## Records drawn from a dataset
● ● ● ● ●
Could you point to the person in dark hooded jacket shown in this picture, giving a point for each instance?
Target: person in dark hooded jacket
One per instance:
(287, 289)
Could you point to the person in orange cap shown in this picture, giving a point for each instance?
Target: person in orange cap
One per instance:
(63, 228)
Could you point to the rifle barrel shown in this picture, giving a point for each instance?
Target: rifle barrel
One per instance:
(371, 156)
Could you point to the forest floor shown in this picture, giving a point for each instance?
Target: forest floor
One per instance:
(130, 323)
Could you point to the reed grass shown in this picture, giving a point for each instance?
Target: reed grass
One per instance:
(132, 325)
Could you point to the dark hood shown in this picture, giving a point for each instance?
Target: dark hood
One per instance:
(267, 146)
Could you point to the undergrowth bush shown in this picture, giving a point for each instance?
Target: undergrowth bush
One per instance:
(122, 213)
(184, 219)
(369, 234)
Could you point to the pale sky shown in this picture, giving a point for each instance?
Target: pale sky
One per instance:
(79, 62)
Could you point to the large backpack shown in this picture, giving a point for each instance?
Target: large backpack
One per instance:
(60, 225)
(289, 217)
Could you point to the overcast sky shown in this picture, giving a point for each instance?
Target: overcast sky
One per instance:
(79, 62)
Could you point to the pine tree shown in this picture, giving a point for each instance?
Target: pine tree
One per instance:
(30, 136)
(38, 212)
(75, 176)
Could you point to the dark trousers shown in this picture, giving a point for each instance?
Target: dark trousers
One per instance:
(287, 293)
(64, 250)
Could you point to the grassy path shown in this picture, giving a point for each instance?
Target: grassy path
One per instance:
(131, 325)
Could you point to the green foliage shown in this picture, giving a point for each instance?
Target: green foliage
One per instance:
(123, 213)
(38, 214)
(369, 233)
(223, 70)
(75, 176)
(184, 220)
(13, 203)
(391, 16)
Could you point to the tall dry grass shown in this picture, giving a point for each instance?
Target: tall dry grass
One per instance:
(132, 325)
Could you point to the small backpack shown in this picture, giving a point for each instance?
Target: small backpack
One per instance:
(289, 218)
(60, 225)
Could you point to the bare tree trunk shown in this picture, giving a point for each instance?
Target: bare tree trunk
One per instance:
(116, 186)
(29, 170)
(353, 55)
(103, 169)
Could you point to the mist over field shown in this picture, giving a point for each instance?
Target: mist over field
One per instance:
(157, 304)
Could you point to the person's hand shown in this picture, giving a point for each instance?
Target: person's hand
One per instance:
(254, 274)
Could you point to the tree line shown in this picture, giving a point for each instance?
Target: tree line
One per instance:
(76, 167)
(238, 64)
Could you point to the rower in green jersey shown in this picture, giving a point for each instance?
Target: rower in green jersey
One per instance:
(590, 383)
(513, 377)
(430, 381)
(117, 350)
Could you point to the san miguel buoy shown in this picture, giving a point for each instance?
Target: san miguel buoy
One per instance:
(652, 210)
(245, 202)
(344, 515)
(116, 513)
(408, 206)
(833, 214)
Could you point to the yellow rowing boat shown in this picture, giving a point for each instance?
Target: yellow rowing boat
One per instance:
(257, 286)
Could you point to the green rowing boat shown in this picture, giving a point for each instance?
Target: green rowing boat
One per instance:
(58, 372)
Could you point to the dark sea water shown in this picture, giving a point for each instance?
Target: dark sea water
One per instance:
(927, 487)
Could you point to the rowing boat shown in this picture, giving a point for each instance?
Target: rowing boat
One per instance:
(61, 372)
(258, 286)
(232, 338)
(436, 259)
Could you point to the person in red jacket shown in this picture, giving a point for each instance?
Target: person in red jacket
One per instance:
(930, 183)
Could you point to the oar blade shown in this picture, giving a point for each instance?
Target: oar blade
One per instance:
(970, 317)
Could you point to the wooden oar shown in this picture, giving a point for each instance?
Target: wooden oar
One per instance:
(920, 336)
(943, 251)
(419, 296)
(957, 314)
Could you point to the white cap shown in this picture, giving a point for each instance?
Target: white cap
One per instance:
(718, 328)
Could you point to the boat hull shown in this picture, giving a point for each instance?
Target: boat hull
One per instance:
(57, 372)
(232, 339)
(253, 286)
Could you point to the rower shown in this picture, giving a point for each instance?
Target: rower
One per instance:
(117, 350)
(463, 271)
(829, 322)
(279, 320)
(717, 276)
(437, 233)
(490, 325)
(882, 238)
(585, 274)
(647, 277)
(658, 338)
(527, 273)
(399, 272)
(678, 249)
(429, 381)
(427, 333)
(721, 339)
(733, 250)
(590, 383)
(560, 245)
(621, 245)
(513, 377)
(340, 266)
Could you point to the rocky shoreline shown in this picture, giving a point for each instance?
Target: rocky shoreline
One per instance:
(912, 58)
● ● ● ● ●
## About this exercise
Your answer should consist only of the lines above between the line holding "Could you point to the person in red" and the line holding "Target: boat hull", inclusive, each transcribed exactly.

## Result of the task
Could you point to the person in red jacket shown in this picture, giving a point for each instance?
Target: person in red jacket
One per instance:
(930, 183)
Could you point to the oar blade shown in this picture, giving a point for each instance?
Target: oar blade
One per instance:
(970, 317)
Could you point to the wooden oar shown in this picture, giving a point for each instance?
Target: wooden oar
One per instance:
(920, 336)
(943, 251)
(419, 296)
(957, 314)
Could you point to the white cap shown in this picture, giving a point for each instance?
Target: white cap
One per instance:
(718, 328)
Could you point to the boat hull shown in this picture, giving a point for each instance?
Target: boat hull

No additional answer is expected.